#### AIM OF THE EXERCISE:
Show every line of the data below that contains the word "stone".

#### Position annotation records:
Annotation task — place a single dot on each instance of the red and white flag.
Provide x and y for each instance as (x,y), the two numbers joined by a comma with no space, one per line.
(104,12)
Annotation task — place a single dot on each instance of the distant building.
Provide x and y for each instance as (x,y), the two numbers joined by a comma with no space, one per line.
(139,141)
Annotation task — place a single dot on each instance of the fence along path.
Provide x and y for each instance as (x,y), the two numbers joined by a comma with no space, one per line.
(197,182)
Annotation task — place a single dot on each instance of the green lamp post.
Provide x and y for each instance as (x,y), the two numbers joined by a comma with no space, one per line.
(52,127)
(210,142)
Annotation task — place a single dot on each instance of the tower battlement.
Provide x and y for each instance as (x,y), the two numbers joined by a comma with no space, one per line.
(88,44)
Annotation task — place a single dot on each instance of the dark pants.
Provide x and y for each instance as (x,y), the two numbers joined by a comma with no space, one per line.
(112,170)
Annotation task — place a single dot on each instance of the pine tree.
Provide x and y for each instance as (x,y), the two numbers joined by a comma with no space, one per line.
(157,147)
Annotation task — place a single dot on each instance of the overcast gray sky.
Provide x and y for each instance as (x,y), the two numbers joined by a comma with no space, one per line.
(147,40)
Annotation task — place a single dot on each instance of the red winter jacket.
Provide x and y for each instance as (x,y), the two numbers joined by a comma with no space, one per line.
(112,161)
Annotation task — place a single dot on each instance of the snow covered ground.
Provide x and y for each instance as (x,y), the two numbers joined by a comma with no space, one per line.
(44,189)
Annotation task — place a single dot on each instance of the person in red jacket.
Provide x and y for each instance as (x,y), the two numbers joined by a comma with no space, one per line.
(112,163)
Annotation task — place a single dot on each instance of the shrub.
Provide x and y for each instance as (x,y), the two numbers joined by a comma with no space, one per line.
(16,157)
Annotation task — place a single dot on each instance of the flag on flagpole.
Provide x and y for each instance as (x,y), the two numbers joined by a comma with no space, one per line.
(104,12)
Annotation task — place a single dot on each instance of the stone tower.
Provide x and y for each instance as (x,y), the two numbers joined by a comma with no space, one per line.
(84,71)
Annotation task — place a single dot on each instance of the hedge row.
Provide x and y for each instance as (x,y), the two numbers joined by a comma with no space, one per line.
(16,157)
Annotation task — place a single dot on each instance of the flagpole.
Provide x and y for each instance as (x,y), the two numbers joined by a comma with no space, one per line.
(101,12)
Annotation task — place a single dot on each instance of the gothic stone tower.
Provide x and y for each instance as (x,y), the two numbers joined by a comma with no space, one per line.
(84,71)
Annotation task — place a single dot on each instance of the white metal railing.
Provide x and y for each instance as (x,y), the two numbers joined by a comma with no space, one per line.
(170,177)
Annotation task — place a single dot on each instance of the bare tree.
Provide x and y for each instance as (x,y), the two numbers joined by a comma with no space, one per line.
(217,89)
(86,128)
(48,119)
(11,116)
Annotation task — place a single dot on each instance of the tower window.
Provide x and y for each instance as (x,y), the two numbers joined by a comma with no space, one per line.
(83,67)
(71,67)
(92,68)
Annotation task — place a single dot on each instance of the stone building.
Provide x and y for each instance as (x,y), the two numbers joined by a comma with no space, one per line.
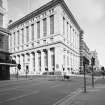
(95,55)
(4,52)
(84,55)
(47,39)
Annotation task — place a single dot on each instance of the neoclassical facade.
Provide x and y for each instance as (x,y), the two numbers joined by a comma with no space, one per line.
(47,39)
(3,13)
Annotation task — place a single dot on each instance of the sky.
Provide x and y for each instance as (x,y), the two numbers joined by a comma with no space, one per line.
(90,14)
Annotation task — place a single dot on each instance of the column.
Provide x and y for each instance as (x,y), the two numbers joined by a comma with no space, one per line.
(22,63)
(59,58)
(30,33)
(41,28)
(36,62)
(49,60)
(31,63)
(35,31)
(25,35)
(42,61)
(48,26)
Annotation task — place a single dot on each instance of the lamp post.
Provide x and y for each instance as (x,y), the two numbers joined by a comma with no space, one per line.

--

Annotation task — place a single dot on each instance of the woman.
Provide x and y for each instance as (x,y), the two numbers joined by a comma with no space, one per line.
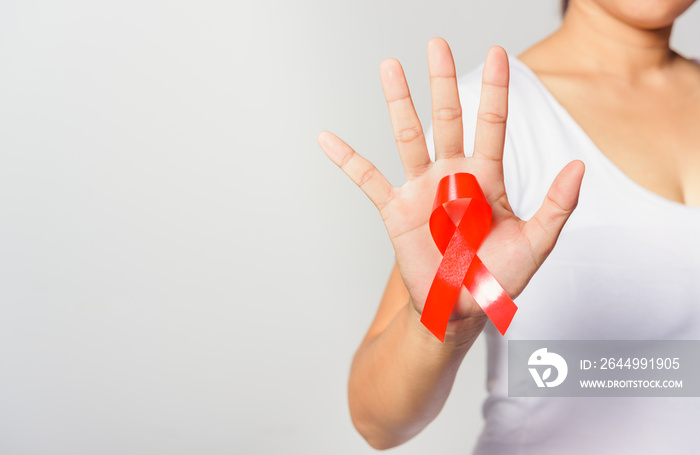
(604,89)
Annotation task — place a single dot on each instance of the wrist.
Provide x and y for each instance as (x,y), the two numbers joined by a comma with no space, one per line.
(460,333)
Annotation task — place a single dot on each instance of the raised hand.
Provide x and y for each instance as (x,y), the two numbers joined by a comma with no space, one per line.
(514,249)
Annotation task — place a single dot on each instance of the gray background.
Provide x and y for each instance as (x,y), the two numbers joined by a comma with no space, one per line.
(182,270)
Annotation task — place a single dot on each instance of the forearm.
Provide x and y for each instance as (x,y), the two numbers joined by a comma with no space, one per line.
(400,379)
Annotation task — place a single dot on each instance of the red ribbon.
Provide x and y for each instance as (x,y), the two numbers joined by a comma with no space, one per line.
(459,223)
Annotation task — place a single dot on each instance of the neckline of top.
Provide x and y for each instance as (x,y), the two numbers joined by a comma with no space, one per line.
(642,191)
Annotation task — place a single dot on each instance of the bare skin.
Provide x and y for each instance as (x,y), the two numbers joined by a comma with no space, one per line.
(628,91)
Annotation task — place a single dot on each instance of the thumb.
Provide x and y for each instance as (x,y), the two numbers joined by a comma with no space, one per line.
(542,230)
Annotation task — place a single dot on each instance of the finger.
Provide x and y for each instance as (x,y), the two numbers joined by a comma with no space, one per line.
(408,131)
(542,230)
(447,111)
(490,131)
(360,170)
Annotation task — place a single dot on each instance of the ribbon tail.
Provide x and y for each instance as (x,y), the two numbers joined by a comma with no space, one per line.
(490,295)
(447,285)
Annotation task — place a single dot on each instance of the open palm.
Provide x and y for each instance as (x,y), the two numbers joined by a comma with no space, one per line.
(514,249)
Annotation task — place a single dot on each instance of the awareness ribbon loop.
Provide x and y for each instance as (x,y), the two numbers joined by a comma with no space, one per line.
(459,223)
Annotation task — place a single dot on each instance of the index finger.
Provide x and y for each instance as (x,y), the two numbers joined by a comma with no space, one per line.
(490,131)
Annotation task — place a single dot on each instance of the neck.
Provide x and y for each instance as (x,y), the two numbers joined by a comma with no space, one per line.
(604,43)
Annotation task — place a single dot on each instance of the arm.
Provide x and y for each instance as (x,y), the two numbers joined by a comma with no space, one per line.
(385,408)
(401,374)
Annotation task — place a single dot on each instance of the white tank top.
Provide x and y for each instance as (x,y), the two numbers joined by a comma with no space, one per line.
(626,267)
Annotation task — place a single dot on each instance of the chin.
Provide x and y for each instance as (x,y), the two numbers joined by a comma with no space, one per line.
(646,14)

==

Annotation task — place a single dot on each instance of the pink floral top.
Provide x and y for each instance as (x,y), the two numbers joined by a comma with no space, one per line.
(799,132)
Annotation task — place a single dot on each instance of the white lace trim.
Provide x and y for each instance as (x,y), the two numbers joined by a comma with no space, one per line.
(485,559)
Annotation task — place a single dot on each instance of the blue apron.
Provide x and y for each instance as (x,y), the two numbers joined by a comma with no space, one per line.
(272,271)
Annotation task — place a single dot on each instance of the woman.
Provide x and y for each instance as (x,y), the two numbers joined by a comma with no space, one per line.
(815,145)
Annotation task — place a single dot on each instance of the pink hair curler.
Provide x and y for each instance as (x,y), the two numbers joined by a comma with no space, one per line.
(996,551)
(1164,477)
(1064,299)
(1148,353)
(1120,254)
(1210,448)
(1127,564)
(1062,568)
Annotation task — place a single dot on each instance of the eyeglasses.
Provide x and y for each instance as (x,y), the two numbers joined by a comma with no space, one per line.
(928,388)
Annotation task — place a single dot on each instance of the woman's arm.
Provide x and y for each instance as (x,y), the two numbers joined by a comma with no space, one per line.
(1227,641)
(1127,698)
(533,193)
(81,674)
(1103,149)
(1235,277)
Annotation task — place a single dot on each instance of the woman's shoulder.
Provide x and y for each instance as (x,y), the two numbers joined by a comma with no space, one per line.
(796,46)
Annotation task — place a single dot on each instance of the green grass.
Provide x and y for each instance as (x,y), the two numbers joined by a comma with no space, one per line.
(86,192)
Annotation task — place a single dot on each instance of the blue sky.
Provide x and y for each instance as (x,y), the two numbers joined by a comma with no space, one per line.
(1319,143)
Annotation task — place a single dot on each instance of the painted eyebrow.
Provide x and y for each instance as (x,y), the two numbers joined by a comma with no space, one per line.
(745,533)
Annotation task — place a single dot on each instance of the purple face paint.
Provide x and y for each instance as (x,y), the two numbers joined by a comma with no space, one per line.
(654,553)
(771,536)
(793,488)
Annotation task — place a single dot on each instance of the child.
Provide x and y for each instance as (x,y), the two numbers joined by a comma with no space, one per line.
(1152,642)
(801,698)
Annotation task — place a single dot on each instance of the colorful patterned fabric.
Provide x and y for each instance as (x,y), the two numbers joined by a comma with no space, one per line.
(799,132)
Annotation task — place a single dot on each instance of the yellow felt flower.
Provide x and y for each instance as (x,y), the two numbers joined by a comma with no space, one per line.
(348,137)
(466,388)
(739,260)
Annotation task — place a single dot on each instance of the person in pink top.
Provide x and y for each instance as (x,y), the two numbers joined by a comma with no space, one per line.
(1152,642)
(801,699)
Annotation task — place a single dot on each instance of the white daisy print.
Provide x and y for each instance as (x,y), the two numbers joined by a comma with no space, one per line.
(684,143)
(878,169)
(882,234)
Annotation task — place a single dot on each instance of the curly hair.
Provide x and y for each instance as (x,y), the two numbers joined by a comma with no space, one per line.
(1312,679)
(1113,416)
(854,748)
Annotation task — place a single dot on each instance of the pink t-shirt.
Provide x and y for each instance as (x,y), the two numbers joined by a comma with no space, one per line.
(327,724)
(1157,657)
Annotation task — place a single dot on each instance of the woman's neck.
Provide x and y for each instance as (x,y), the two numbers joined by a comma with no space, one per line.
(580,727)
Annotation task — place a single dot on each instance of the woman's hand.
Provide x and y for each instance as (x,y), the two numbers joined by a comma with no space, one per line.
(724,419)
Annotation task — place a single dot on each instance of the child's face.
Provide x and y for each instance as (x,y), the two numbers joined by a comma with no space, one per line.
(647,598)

#### REPLY:
Annotation task — place a single dot on each instance of the stone tower.
Annotation task — place a single dot on each instance of the gothic stone tower.
Annotation task — place a single dot on each instance of the stone building.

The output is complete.